TASK DETAILS —
Below are records to repeat exactly. Omit the pictures from the copy.

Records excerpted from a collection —
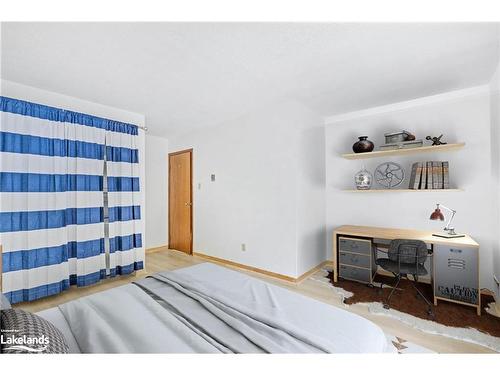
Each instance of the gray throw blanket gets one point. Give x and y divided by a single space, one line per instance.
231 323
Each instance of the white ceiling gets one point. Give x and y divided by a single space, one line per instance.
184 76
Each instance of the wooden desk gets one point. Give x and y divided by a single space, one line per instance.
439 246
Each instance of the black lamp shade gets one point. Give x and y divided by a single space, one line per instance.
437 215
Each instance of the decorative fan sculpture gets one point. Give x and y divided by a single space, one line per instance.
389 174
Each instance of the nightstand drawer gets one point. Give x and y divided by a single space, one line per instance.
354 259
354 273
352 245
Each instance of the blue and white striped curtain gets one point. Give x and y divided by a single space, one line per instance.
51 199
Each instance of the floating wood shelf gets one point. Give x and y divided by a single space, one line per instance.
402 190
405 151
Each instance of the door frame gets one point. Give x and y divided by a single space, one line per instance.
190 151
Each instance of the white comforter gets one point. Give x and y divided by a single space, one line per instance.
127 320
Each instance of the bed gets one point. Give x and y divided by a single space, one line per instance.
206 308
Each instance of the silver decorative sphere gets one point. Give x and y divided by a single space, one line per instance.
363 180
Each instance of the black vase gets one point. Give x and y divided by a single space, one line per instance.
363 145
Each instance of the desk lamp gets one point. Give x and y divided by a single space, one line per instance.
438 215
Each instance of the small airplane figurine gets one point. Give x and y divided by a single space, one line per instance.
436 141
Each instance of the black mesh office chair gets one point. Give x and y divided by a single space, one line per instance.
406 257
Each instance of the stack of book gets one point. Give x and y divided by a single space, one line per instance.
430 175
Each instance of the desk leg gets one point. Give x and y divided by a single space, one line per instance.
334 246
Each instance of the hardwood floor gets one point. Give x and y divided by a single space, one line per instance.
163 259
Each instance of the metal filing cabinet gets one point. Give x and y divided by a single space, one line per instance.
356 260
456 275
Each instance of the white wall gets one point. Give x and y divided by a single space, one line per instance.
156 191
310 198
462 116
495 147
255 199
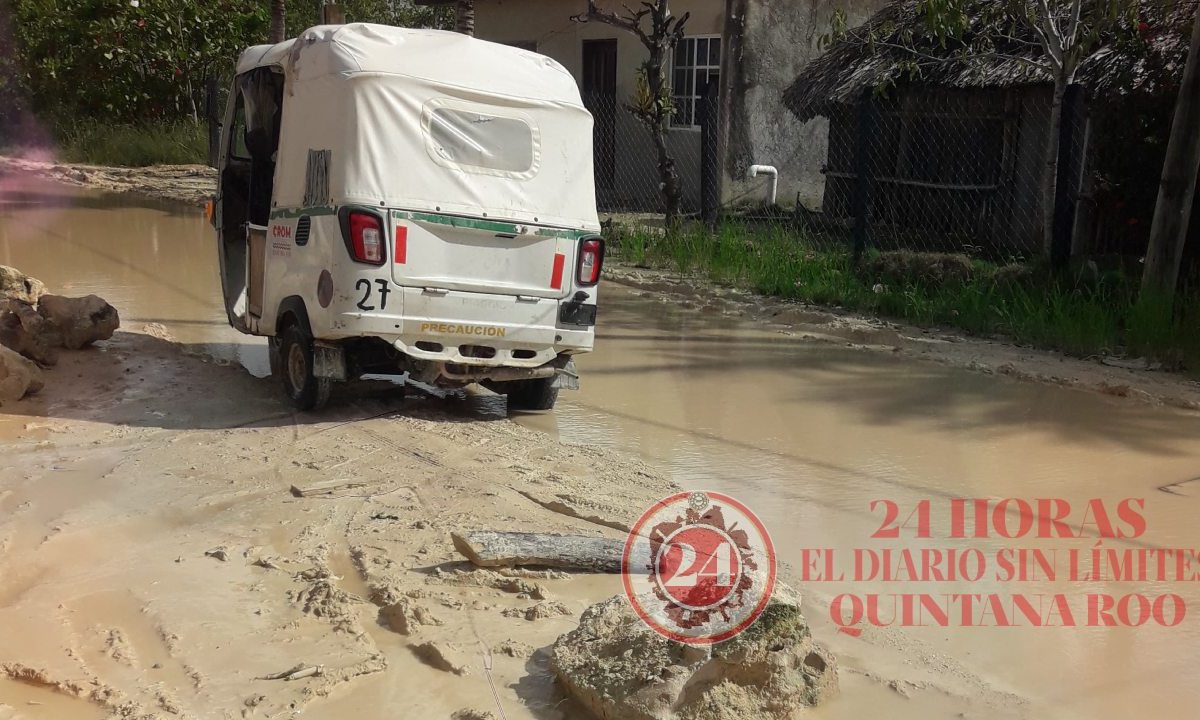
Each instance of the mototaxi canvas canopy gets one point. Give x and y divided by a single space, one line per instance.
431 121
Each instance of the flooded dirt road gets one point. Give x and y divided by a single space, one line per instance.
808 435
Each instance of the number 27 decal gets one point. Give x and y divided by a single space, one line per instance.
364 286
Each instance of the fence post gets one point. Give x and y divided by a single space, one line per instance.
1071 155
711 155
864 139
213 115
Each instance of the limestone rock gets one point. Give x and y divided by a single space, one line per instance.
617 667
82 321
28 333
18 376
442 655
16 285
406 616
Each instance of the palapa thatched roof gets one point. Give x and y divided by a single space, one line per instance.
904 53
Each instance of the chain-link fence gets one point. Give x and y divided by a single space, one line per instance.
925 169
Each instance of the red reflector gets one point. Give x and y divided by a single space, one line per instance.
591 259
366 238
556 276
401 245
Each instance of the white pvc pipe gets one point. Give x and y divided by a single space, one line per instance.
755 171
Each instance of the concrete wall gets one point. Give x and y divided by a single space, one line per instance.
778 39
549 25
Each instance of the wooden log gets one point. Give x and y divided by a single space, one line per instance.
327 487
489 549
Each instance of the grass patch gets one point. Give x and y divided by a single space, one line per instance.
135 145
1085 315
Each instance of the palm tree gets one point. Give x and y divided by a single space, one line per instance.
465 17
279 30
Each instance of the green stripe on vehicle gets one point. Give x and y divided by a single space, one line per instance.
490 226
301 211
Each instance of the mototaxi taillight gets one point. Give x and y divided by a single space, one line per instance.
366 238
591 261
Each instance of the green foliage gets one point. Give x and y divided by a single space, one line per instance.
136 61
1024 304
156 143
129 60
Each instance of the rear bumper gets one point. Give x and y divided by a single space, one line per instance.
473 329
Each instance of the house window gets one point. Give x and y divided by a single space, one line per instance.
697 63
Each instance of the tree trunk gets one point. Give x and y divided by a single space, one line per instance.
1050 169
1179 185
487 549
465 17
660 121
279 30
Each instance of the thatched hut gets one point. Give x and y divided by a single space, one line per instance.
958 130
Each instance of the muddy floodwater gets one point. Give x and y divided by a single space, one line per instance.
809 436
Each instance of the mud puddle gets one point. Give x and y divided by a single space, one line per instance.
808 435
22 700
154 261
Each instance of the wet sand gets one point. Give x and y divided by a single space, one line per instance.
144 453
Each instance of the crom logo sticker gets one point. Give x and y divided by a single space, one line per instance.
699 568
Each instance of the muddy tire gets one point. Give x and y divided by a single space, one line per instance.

WORKED SOLUTION —
Each instance of the gray throw blanket gets one point. Give x and y divided by a single space, one line per instance.
231 323
Each instance of the white ceiling gets one point. Give x and y divided by a single space, one line per instance.
184 76
Each instance of the wooden desk gets one point. Give x and y divided by a single space, one line per instance.
439 246
Each instance of the black lamp shade gets one point. Give x and y divided by a single space, one line per instance.
437 215
Each instance of the decorative fan sculpture gets one point. Give x and y divided by a single space, one line per instance.
389 174
Each instance of the nightstand drawer gets one point. Give x and y divided by a single space, one line per instance.
354 259
354 273
352 245
Each instance of the blue and white striped curtain gets one point. Give x and y divided by a single space, one line per instance.
51 199
Each instance of the floating wood shelf gets one point. Give x and y divided by a single space, one line per instance.
402 190
405 151
Each instance of the door frame gets one point. Give x and y divided by a single space, one line per instance.
190 151
Each instance of the white comforter gets one point. Give x and y divided by a single space, one line per instance.
127 320
Each instance of the bed gets one point. Give x and y divided by a single space, one line per instance.
206 308
Each instance of the silver decorative sphere gets one point. Give x and y divided by a single space, one line per instance.
363 180
Each instance of the black vase gets one point. Give x and y divided by a single space, one line per instance.
363 145
Each instance of the desk lamp gets one point. Give x and y divided by a single space, one line per instance.
438 215
Each instance of the small airplane figurine gets one point. Give x and y divided by a single space, one line per instance.
436 141
Each instance of the black mesh office chair gets one point. Give x and y divided by a single space, one line per instance.
406 257
Each instance of the stack of book gets one point. Give x and y divided by a single space, one line per instance.
430 175
Each instance of the desk leg gets one point. Give x and y divided by a single space, one line per instance.
334 246
Each instance of the hardwood floor gets one point. Give x and y divided by a single space, one line per instance.
163 259
Each instance of the metal filing cabinet gets one point. Give x and y divided by a single space, one line per instance.
356 260
456 275
Each instance of the white wall gets one point. Give x and y divided by a single space, one line per instance.
156 191
310 198
462 116
495 147
255 199
Each instance of the mototaxi canvas canopy gets one point. Give x and y divided by a single space, one line per instance.
431 121
Each instance of the flooded dirt road gets one point. Give x and y divided by a single space, one line per instance.
808 435
Each instance of the number 27 decal gets one point. Give x and y divided by a single space, one line per instance.
364 286
Each instance of the fence post gets one point. Give x and y divided by a single space, one line per instance.
1071 155
711 155
864 139
213 115
Each instance of the limestone rock gets one point. Give x and y divided by a single space, one line per instance.
617 667
82 321
28 333
18 376
442 655
16 285
406 616
Each instance of the palapa thatched roof gets one point. Give x and y divided by a single space, one line per instance.
904 53
Each instance of the chain-link fence gets one point. Give x and y divided by a single space, one line per instance.
925 169
Each instance of the red reflector gets one point. Give x and y divided by a single space, one line per instance.
591 259
366 238
556 276
401 245
Each instance of the white pvc pipe gets one point. Give x and y divided by a single space, one line per instance.
755 171
Each instance of the concrete wall gets one point. Give x and y divided by a single space, one line per instance.
778 39
549 25
Each instance of the wooden log gets one point. Give x and y divided by a single space, one line per instance.
327 487
489 549
Each instance of the grass patch gets one point. Give x and y divided by a single space, one line per instance.
135 145
1085 315
Each instance of the palm tree gets one point. Give x and y divided by a single space, one line per instance.
465 17
279 30
Each instance of the green stripe on vehicle gets one point. Give x and y divided by a single space, one line per instance.
490 226
301 211
Each instance of the mototaxi taillight gets one point. Give x and y divided by a single space, one line per instance.
366 238
591 261
Each instance of the green foliage gets one point. Give x and y divided by a single space, one line per instance.
136 61
1024 304
156 143
129 60
Each instance of the rear bumper gets one point. Give x and y divided by a single space, one line per instance.
473 329
Each instance of the house window gets one point. Give x and y divided by a single space, one line per instance.
697 63
Each instance of the tree trunk gets one point. Give x and y divided by a single space, one line per instance.
1050 169
1179 185
487 549
465 17
660 121
279 30
Each instance of the thatched hut gets one point. Give x and y divided by a single space, one line per instance.
958 130
Each instance of the muddy floodwater gets one point. Give x and y divided by a single space, one line per instance.
809 436
Each instance of the mud puddle gets one point. Give x and y divided by a single space, one line per instance.
808 435
22 700
154 261
Each instance of the wet sand gets one point. Give x and y divided by a single space, one line per instance.
144 453
Each instance of the crom logo sticker gets one point. Give x and y divided by a single space, one line per instance.
699 568
Each instance of the muddy tire gets one point. Give x and y divided by a single space, one line per instance.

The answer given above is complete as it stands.